§ Work instructions
Copy out the material below without any change, everything from the line that contains "locate bride's wrist" down to the line that contains "locate bride's hand -- one point per instance", with both of those lines included.

[Data entries]
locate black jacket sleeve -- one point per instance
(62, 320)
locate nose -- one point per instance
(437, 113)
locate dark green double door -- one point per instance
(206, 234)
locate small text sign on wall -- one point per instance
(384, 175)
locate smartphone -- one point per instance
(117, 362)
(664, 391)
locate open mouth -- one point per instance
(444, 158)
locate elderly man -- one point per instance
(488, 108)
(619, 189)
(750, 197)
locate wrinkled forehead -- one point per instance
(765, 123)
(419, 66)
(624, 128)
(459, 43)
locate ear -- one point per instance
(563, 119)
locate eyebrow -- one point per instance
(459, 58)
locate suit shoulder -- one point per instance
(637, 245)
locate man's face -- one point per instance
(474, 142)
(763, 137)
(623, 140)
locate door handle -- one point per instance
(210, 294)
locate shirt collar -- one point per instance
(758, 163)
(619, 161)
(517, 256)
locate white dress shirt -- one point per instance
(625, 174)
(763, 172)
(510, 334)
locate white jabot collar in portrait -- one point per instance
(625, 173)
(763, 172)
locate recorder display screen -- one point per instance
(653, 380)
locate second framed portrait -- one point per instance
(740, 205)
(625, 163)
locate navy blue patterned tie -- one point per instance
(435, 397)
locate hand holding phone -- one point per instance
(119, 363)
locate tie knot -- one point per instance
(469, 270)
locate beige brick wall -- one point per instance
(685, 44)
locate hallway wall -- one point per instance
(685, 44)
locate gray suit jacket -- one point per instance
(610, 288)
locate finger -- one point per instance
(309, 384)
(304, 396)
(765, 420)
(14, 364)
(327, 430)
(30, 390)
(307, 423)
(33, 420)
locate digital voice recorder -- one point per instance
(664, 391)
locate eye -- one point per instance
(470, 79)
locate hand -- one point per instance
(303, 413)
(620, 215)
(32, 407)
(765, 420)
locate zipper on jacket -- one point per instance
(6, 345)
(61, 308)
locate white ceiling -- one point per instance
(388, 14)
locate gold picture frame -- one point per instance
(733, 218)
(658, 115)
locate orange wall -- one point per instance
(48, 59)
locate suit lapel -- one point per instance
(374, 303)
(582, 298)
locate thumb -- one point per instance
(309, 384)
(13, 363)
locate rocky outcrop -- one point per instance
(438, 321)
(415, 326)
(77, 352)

* * *

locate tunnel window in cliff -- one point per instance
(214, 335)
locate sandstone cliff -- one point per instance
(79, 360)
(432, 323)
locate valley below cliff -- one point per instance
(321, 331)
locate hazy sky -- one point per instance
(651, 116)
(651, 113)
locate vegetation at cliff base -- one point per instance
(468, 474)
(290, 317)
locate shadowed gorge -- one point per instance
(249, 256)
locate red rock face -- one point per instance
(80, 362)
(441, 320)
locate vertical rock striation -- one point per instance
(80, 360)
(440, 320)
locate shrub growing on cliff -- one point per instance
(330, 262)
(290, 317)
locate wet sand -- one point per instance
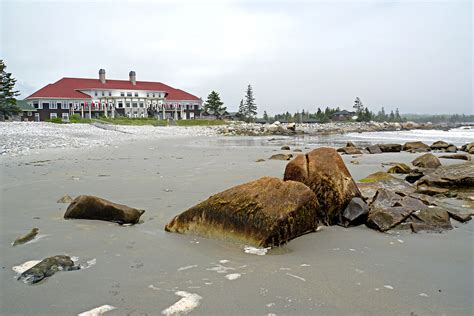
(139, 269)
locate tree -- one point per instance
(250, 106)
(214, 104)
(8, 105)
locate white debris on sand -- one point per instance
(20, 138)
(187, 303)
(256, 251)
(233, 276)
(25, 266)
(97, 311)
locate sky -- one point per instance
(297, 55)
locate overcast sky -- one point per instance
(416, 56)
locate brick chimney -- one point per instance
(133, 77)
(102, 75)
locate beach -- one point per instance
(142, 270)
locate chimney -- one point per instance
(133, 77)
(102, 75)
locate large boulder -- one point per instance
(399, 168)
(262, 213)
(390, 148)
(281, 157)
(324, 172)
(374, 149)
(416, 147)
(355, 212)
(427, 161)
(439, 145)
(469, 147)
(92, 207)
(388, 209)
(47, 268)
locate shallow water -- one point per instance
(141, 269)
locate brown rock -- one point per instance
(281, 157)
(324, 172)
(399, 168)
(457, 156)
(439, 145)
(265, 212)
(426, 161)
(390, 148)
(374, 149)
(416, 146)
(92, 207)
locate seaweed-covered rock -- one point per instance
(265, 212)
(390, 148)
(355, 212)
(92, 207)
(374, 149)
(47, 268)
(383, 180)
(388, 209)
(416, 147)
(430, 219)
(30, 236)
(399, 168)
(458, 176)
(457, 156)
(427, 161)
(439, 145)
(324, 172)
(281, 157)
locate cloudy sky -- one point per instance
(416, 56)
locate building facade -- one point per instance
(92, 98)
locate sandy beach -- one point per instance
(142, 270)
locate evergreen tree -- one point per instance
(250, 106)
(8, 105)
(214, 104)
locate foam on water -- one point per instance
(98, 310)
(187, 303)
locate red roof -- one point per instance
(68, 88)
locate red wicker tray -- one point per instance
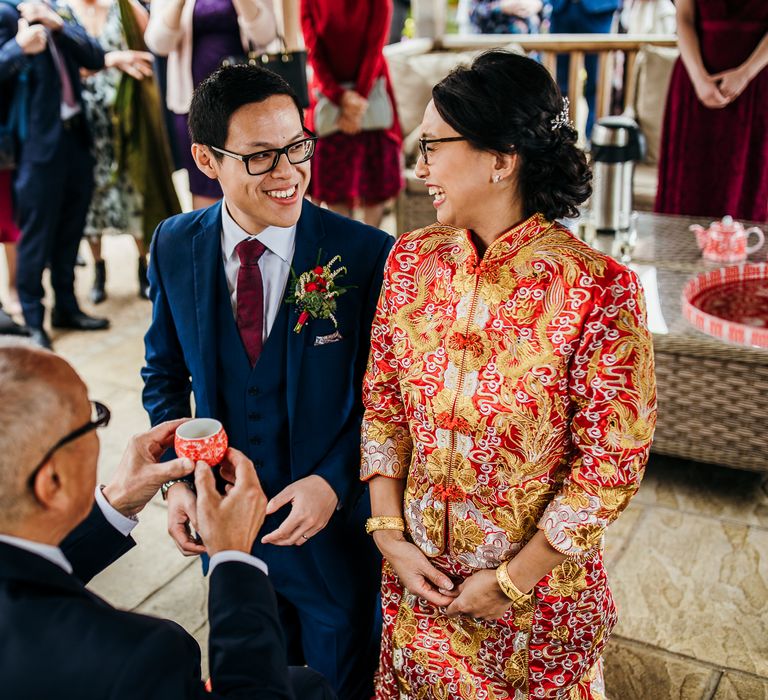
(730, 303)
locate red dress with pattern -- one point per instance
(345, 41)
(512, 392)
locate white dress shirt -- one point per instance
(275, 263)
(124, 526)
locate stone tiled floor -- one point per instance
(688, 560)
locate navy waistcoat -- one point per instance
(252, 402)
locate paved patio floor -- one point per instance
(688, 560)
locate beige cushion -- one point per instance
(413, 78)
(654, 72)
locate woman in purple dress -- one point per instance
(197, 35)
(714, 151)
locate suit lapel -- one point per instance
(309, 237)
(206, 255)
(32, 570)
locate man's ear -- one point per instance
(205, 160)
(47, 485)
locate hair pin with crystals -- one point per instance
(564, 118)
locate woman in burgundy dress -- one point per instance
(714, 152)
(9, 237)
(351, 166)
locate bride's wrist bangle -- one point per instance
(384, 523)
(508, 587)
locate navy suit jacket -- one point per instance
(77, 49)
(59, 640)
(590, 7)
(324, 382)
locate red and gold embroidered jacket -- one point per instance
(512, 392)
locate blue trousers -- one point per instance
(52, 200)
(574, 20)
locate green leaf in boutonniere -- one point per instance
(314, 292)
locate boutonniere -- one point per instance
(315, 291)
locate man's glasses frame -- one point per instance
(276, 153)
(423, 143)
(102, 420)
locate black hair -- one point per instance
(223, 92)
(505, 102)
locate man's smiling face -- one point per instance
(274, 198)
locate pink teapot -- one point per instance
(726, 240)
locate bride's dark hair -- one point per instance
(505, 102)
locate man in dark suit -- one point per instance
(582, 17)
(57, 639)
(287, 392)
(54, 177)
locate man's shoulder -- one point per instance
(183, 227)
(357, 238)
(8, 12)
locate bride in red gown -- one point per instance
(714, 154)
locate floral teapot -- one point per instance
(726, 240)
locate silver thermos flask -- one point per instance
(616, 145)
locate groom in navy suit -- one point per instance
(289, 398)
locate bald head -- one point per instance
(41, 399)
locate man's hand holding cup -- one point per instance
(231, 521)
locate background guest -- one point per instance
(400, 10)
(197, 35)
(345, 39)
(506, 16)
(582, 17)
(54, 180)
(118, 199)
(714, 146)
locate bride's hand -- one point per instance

§ Complete output
locate bride's wrist bangle -- one point per instance
(384, 523)
(508, 587)
locate navy suit jacket -- one point per instance
(77, 49)
(59, 640)
(590, 7)
(324, 382)
locate red and gold embroidered jacket -- one point per instance
(512, 392)
locate blue trousers -- one point per instance
(52, 200)
(574, 20)
locate green leaf in boutonniere -- one point per instance
(314, 292)
locate boutonniere -- one point per instance
(315, 291)
locate man's glasses frame -- one point per instance
(276, 153)
(423, 143)
(102, 420)
locate black hair -- one point per instance
(223, 92)
(505, 102)
locate man's smiling face -- one point per instance
(274, 198)
locate pink teapot -- one point per instance
(726, 240)
locate bride's dark hair -- one point per instance
(505, 102)
locate man in dark suit -- one point per instance
(582, 17)
(57, 639)
(287, 392)
(54, 177)
locate man's shoulder -- one point per instance
(183, 227)
(357, 238)
(8, 12)
locate bride in red gown -- one point per instance
(714, 154)
locate floral teapot -- one point per instance
(726, 240)
locate silver thermos flask -- one point per instance
(616, 145)
locate groom in navy suit -- one point per instance
(289, 398)
locate bald head -- one point per instance
(41, 399)
locate man's hand holding cup -- one point per instance
(231, 521)
locate background guest -- one point per instance
(400, 10)
(197, 35)
(345, 39)
(506, 16)
(582, 17)
(54, 180)
(118, 199)
(714, 146)
locate bride's hand -- one point per instance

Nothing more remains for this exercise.